_Short task_
Everything from the line that holds "Could you kindly segment every instance of the tall" through the end of the data below should be output exactly, both ends included.

_Material for this task_

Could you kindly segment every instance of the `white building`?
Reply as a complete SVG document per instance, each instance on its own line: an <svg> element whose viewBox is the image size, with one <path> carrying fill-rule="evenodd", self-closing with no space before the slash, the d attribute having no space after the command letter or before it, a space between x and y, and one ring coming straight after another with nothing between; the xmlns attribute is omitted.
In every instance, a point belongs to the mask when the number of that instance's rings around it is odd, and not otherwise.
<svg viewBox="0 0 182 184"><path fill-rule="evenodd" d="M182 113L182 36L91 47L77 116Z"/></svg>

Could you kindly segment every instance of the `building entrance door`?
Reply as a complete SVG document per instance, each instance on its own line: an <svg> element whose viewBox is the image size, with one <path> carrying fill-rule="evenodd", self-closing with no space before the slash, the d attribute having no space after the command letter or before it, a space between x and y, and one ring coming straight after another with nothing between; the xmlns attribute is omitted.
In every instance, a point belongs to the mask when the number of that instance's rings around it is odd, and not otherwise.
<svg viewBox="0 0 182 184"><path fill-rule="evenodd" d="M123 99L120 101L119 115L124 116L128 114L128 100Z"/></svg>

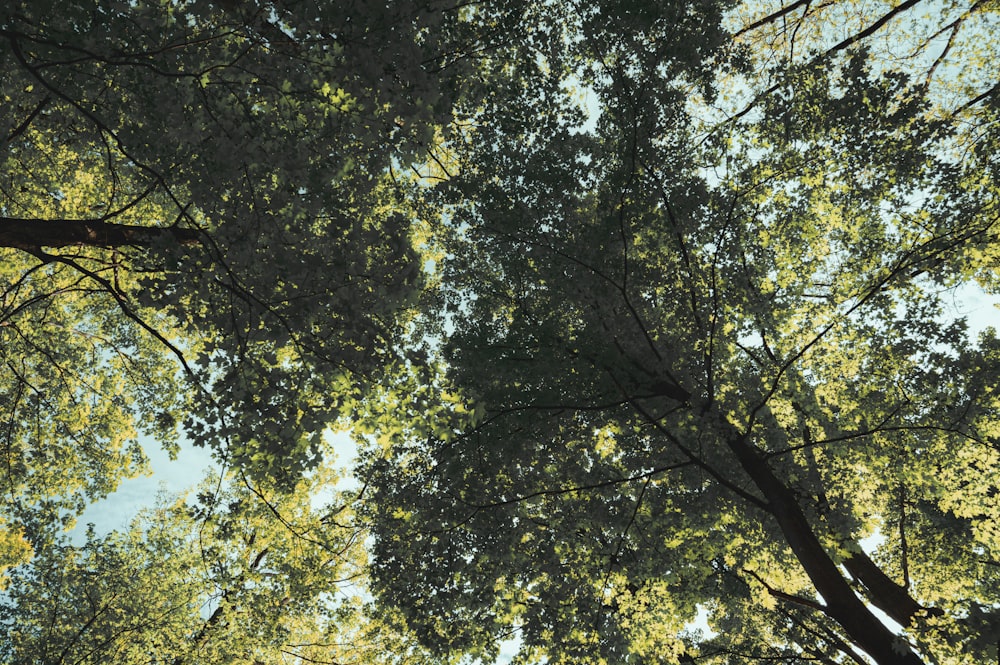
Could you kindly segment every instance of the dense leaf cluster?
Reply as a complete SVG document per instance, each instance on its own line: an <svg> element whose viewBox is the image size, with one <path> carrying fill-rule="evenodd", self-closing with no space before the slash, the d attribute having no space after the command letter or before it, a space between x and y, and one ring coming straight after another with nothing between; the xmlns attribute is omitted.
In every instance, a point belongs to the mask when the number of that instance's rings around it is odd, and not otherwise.
<svg viewBox="0 0 1000 665"><path fill-rule="evenodd" d="M995 660L995 13L0 10L0 657Z"/></svg>

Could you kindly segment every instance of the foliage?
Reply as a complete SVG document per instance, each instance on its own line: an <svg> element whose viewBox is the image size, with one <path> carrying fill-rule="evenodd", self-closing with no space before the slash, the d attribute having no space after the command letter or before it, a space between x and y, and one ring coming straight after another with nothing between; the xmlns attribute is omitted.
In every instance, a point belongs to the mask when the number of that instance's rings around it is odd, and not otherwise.
<svg viewBox="0 0 1000 665"><path fill-rule="evenodd" d="M4 658L997 657L991 4L56 4L0 10ZM181 433L224 490L58 535Z"/></svg>
<svg viewBox="0 0 1000 665"><path fill-rule="evenodd" d="M125 532L39 550L0 610L4 662L370 662L350 640L365 553L335 482L209 477Z"/></svg>
<svg viewBox="0 0 1000 665"><path fill-rule="evenodd" d="M440 148L421 319L484 415L365 464L376 590L426 644L996 657L998 341L949 306L996 285L995 78L963 78L993 21L907 34L914 4L601 3L618 40L581 25L532 66L543 25L484 66L502 92Z"/></svg>

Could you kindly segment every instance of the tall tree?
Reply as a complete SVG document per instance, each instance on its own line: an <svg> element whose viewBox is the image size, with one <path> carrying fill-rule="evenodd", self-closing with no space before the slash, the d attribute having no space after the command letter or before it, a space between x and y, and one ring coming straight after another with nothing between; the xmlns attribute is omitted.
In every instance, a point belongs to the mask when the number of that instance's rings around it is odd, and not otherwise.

_Finished exercise_
Could you kindly segment every instance of the tall tree?
Reply as a complete SVG document per instance, each instance on its own line: an <svg> element whose viewBox is the image size, with one <path> carrying fill-rule="evenodd", self-closing with no space before the slash, the d attribute having no space after the command letter or before it, a space between x and y, and one ring coming straight after another with nothing between; the xmlns attribute is omitted.
In every instance, a point belongs to the mask when the number of that instance's rings around it is odd, and not otherwise.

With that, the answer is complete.